Sono le 20.30 di un mercoledì di dicembre, ma potrebbe essere di novembre, settembre, giugno. L’iPhone si illumina: è il messaggio di Martina, la collega di italiano, che scrive: “Non so se hai letto sul registro elettronico. Venerdì abbiamo fissato il compito in classe”. 

No, il registro elettronico non l’ho visto, vorrei risponderle, almeno, non oggi, perché ho solo nove ore su Alice ed oggi ero alla succursale nella classe di Filippo. Tra l’altro sul registro elettronico segnate il numero delle pagine da studiare e non i contenuti disciplinari e io devo avere il tempo per capire dal registro elettronico su cosa verterà la lezione e/o il compito assegnato, quindi, no, non ho avuto il tempo di leggerlo. Ma non c’é tempo per le polemiche, ho altre sei, sette discipline da gestire e strutturare i mediatori didattici per Amr, studente egiziano, che si è trasferito in Italia pochi mesi fa. “Ok, grazie”, rispondo. “Grazie a te”, conclude lei.

# # # #

> _CONSEGNA_: Secondo il brano di lettura, quale nazionalità ha Amr, lo studente trasferitosi in Italia pochi mesi fa?

> _SEZIONE DATI_:
# # # #

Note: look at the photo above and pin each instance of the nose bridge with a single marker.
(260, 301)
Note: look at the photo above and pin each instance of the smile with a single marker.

# # # #

> _RISPOSTA ATTESA_: Amr è egiziano.